_DOCUMENT EXTRACT_

An important paradigm shift, however, was observed in Brazil, Mexico, South Africa, Nigeria, Indonesia, and Australia: the export of high-end components to countries with established downstream recycling industry. This involves a domestic industry setup capable of executing first stage recycling (i.e. separation of components) and organizing the logistics associated with collection and international shipping, which is achieved either by local companies that work as “material concentrators” and then sell these high-value components abroad or by large foreign downstream recycling enterprises that install sister companies abroad to act as collector, concentrator, and exporter of high-value components. In developing countries, the establishment of this industry is natural because of the relative low cost of labor, whereas in Australia it occurs due to the regulations in place. This shift creates a controversial situation in which destination countries (such as Brazil, Nigeria, and Mexico) receive unwanted e-waste components with little value while exporting the e-waste components with high value (printed circuit boards (PCBs), hard drives, processors) (Dias et al. 2019; Dias et al. 2018b; Dias et al. 2018c; Iwenwanne 2019; Lydall et al. 2017; Snyman et al. 2017). Moreover, this export pattern contributes to maintain the downstream recycling industry of these destination countries stagnant (Dias et al. 2018a). Recent research even suggests the growing re-export of e-waste from the developing world back to advanced countries creates an offset by which countries importing high-quality used electronics send back an equal volume of e-waste. The (documented) transactions tend to occur between trade partners where the importer has a lower GDP per capita than the exporter. The same authors claim that while there is a movement of e-waste from developed to developing countries, there is also a substantial e-waste trade between developing countries. (Larmer 2018; Lepawsky 2015; Lepawsky and Mcnabb 2010).

_WHAT TO WORK ON_
Pick up the passage on the international e-waste trade after its final sentence and carry it forward.

_SUPPLIED DATA_

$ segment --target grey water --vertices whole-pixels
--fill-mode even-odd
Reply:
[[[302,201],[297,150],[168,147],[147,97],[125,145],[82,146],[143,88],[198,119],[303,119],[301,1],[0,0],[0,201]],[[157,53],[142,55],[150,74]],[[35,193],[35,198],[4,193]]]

_REPLY TO THE EXERCISE_
2.4 WEEE Management and Practices – Developed and Developing Countries

Solid waste management generally involves (i) identifying and categorizing the source and nature of waste, (ii) separation, storage, and collection, (iii) waste transport, (iv) processing, and (v) ultimate waste disposal. This linear economy approach has been widely applied and is still a management model in many countries (Rao et al. 2017). Furthermore, solid waste management aims to minimize waste, maximize recycling and reuse, and ensure safe and environmentally sound disposal of waste. These objectives should be achieved in a sustainable manner employing and developing the capacity of the community, private enterprises, workers, and government (Rao et al. 2017). The ultimate goal of any waste management system is to increase the resource efficiency and reach the circular economy target (Nowakowski and Mrówczyńska 2018). Currently, this can be achieved by using resources more efficiently in the provision of an activity or product, using less resource-related services, reusing product and services, recycling the resources and materials in products (Worrell and Reuter 2014). The material recovery present in WEEE may be achieved by reusing its components, by recycling of the whole equipment (or a fraction of it), or by transforming waste into energy (energy recovery) (Nnorom and Osibanjo 2008). A sustainable management of WEEE has a significant role on the circular economy approach (D’Adamo et al. 2019; Nowakowski and Mrówczyńska 2018).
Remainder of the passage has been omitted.